Document:

>> Start

Making up an entirely new off-spring (which would be a glaringly obvious lie in the face of any audit) seems to me to be a BIG lie, and a BIG cheat.
The authors posit that this was a "tiny risk", but I don't think so.
Now, if they had measured the amount people claim to have given to charities (another example of documentation rule changes that probably decreased cheating), I'd say THAT would be a good indicator.
Making up a child is hardly a small untruth. "Misremembering my charitable donations" seems like a better barometer.
Posted by: David Worrell | Jul 29, 2011 9:18:54 AM
If only 97.5% of Congress were willing to pass up easy opportunities to enact sneaky tax provisions like phase-outs and the AMT...
Posted by: AMTbuff | Jul 29, 2011 2:20:56 PM
The People are also held up to a different standard. Lie on your taxes, go to jail, have your possessions seized, wages garnished. Political class gets caught on a lie, even one that breaks the law, and they may lose their office, but they keep their pension.
The difference is the People are threatened with the force of Law and guns (police). Ruling class? Not so much...unless we, the People, break out the torches and pitchforks soon. ;)
Posted by: tbrooks | Jul 29, 2011 2:37:12 PM
I think that most people would believe that the government would have a way of finding out if a child actually existed, and they would therefore choose to avoid the risk when filing the retirn. Even if they knew the government did not perform such checks automatically, it is surely something easy to check in an audit. So I don't believe that it's honesty that is causing 97.5% to comply, some of those people are simply making judgments based on risk.
I would take a different interpretation of these results. I find it surprising that as many as 1 person in 40 would be willing to lie about the existence of a dependent despite the risk of being caught.
Posted by: sf | Jul 29, 2011 2:57:36 PM
It must also be remembered that this is from 1987, a time when the public was more willing to pay taxes because they were seen as a necessary contribution to society. Today with the US government being ever more increasingly exposed as an organized crime outfit, the willingness of the public to hand over its hard earned money to communists and criminals is surely less.
The other thing to remember is that the most effective way to avoid a tax is not to play games with deductions, but to avoid having the income that is taxed being recorded in the first place. This is why some people work for cash on the side in addition to their regular 9 to 5.
Posted by: Lee | Jul 29, 2011 2:58:45 PM
If 97.5% of politicians were honest on their taxes, it might just bring the "balance" obama wants in his non-existent/secret "plan"
Posted by: Reilly | Jul 29, 2011 3:57:47 PM
"...this is from 1987.."
Please, give me a chance like that on next year's tax form :)
Posted by: Jim,MtnViewCA,USA | Jul 29, 2011 3:58:48 PM
"Economists: Most Americans Don’t Cheat the Tax Man"
I don't believe that, at least not here in California. The state legislature has been after Amazon to change its business practices because too many people apparently don't pay their taxes on online purchases if they're not forced.
Posted by: malclave | Jul 29, 2011 4:43:09 PM
Did Geithner's TurboTax claim 75 children and give them all names?

>> End

Work to do: Pull from the comment thread on tax honesty the passage between "Making up a child" and "and the AMT...", inclusive.

Given data:
>> Start

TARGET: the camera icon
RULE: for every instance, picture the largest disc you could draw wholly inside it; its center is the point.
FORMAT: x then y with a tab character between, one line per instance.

>> End

Answer to this exercise:
Making up a child is hardly a small untruth. "Misremembering my charitable donations" seems like a better barometer.
Posted by: David Worrell | Jul 29, 2011 9:18:54 AM
If only 97.5% of Congress were willing to pass up easy opportunities to enact sneaky tax provisions like phase-outs and the AMT...